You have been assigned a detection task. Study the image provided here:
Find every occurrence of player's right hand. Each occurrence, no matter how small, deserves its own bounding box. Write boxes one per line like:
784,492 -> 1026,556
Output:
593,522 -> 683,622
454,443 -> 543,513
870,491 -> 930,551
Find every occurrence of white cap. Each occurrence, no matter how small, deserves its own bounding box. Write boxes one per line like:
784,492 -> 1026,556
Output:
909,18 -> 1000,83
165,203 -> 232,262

# WHAT TO WORK ON:
Rewrite the listing above as a Markdown table with the columns "Number" and "Entry", one row per line and blank lines omitted.

# THE RESULT:
| Number | Entry |
|---|---|
| 1 | You have been assigned a detection task. Study the image provided here: |
| 2 | Find every occurrence of player's right hand. Each occurrence, no matter how small, deserves its own bounding box. Write boxes one per line like: |
| 3 | 784,492 -> 1026,556 |
| 4 | Output: |
| 5 | 593,522 -> 683,622 |
| 6 | 454,443 -> 543,513 |
| 7 | 870,491 -> 930,551 |
| 8 | Find every occurrence of white cap. Each occurrence, no matter how small, deserves its own bounding box. Write boxes one per line like: |
| 9 | 784,492 -> 1026,556 |
| 10 | Output: |
| 11 | 909,18 -> 1000,83 |
| 12 | 165,203 -> 232,262 |